In the text on marriage and the matrimonial "bona," who was the first to speak of the three "bona"?
## START Text to read
To my mind, this contrasting of institutional and personalist, with its implied opposition between the institution of matrimony itself and the personal aspirations of those marrying, is not very satisfactory. Marriage, for a Christian, must surely always be seen as an institution - not of positive human law, but of divine law. In other words, it is not a mere historical invention or a temporary arrangement devised by man - suited perhaps to the human or social "mores" of some particular moment, but which people of a later age could well modify or discard - but a God-given reality which corresponds to man's nature and to the divine plan for man's development and destiny.
"Matrimony was not instituted by man but by God... From God comes the very institution of marriage, the ends for which it was instituted, the laws that govern it, the blessings that flow from it; while man, through the generous surrender of his own person made to another for the whole span of life, becomes, with the help and cooperation of God, the author of each particular marriage, with the duties and blessings annexed thereto from its divine institution" (Casti Connubii (AAS (1930) 541-543); cf. Gaudium et Spes, no. 48; Familiaris Consortio, no. 11).
It is this institution - i.e. marriage itself - which can be viewed from a variety of standpoints. For instance, in looking at it one can stress "personalist" values (self-fulfilment, conjugal love, etc.), or one can stress legal realities (validity of consent, capacity, etc.); and then one can certainly draw a contrast between the two views. To my mind, in short, it is misleading to draw a contrast between "institutional" and "personalist", although one can quite legitimately draw a contrast between a personalist and a legal (or even, if one wishes, a legalistic) understanding of marriage.
Now, with this latter contrast in mind, one can ask: how do the matrimonial "bona" fit in? Are they mere legal concepts or constructs, that restrict the development of married personalism? [1] Or can they too be found to have personalistic value? A look back in history can be of help in answering these questions.
St. Augustine was the first to speak of the three matrimonial "bona": the "bonum fidei" or the exclusiveness of the married relationship; the "bonum sacramenti" or the permanence of the married bond; and the "bonum prolis" or the procreative orientation of conjugal society. The power of the augustinian analysis is shown in the fact it has decisively influenced catholic thinking on marriage over 1500 years. It is true that canonical praxis has tended to impose a legal understanding of the "bona", seeing them fundamentally in terms of their obligatoriness, and from there proceeding to a consideration of the nullifying effect of their exclusion. But this is certainly not the only way of understanding them. Insofar as the "bona" express the essential attributes of marriage, they cannot be separated from any consideration of matrimony, legal or personalist. My purpose in this article is to consider their personalist implications.
The "bona" as values
I think it is beyond question that the canonical practice of dwelling on the obligatoriness of the "bona" has tended to obscure their actual goodness. Now St. Augustine did not present the "bona" mainly as obligations, but rather as values, as blessings. "Let these nuptial blessings be the objects of our love: offspring, fidelity, the unbreakable bond... Let these nuptial blessings be praised in marriage by him who wishes to extol the nuptial institution" (De nupt. et conc. I, c. 17, n. 19 (PL 44, 424-425). For Augustine, each of the essential properties of the conjugal society - its exclusiveness, its permanence, its procreativity - is a "quid bonum", a good thing, that gives dignity to matrimony and shows its deep correspondence to the innate aspirations of human nature, which can therefore take glory in this goodness: "This is the goodness of marriage, from which it takes its glory: offspring, chaste fidelity, unbreakable bond" (De pecc. orig., c. 37, n. 42 (PL 44, 406).
## END Text to read
## START Material supplied
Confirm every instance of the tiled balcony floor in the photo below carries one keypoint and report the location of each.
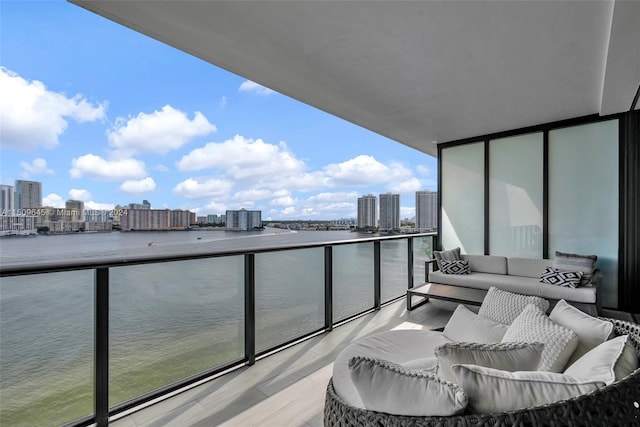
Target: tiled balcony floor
(284, 389)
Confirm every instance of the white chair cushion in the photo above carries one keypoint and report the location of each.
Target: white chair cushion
(511, 356)
(387, 387)
(492, 390)
(533, 325)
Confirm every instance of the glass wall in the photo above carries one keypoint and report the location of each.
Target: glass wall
(172, 320)
(583, 197)
(46, 349)
(462, 188)
(516, 196)
(289, 295)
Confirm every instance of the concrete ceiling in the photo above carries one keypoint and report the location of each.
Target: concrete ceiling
(417, 72)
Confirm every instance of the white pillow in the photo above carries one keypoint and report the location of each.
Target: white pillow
(466, 326)
(533, 325)
(511, 356)
(606, 362)
(492, 390)
(591, 331)
(386, 387)
(503, 307)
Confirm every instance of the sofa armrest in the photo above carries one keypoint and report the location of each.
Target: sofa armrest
(434, 267)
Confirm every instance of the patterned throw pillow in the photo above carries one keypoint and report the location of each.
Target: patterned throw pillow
(533, 325)
(566, 278)
(455, 267)
(584, 263)
(503, 306)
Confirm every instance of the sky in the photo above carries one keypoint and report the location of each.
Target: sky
(102, 114)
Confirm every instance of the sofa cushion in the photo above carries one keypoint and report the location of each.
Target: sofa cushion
(513, 356)
(387, 387)
(460, 266)
(584, 263)
(492, 390)
(450, 255)
(487, 263)
(399, 346)
(465, 325)
(533, 325)
(591, 331)
(607, 362)
(502, 306)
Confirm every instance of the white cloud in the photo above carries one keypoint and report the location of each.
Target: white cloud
(249, 86)
(203, 188)
(80, 194)
(92, 166)
(158, 132)
(53, 200)
(32, 116)
(138, 187)
(37, 166)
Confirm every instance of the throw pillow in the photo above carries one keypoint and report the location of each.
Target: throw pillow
(591, 331)
(465, 325)
(513, 356)
(584, 263)
(533, 325)
(455, 267)
(502, 306)
(600, 363)
(493, 390)
(386, 387)
(451, 255)
(555, 276)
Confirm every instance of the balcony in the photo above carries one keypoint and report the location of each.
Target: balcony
(223, 335)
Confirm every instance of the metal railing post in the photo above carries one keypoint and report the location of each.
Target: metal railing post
(250, 308)
(328, 288)
(101, 358)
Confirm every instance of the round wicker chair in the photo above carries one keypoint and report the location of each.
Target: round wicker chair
(617, 404)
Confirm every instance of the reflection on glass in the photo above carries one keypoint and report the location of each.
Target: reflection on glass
(173, 320)
(289, 295)
(352, 279)
(46, 348)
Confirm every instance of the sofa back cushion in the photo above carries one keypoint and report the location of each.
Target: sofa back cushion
(527, 267)
(487, 264)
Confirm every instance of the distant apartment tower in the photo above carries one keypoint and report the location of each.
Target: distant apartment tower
(28, 194)
(426, 210)
(243, 220)
(367, 211)
(7, 198)
(389, 211)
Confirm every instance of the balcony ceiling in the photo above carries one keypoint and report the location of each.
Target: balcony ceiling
(417, 72)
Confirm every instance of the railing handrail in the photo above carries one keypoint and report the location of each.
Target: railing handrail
(107, 262)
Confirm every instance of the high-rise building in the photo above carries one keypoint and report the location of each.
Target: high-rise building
(28, 194)
(243, 220)
(367, 211)
(426, 210)
(7, 199)
(389, 211)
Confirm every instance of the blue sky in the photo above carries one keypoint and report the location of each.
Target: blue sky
(100, 113)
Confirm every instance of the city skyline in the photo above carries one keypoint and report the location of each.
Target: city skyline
(104, 115)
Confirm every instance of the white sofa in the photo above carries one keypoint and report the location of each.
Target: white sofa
(519, 275)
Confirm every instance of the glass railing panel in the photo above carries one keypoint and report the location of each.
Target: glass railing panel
(46, 348)
(393, 269)
(289, 295)
(353, 279)
(172, 320)
(422, 252)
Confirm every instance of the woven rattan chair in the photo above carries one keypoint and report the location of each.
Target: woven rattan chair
(617, 405)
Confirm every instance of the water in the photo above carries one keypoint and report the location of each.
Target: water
(167, 321)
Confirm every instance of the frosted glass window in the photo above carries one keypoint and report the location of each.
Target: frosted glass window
(583, 197)
(515, 196)
(463, 198)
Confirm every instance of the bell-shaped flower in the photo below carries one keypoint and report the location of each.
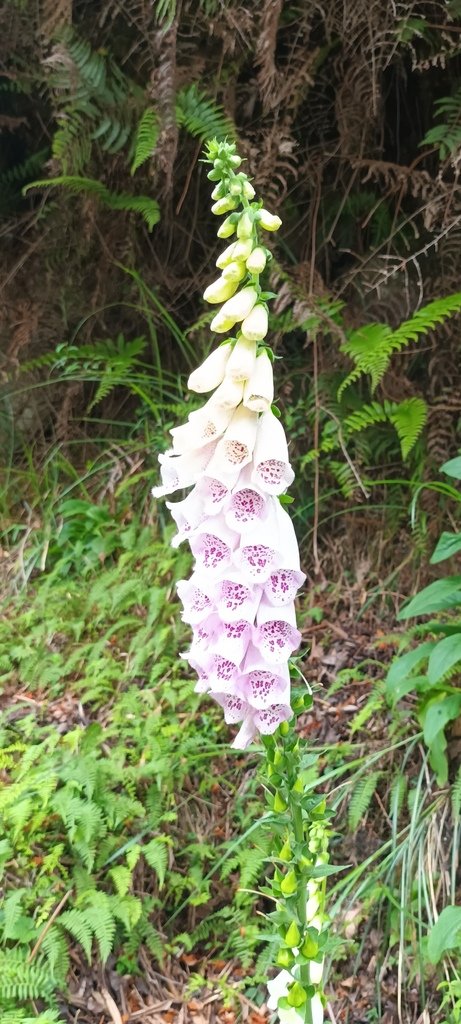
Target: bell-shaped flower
## END Material supplied
- _Task answer_: St. Augustine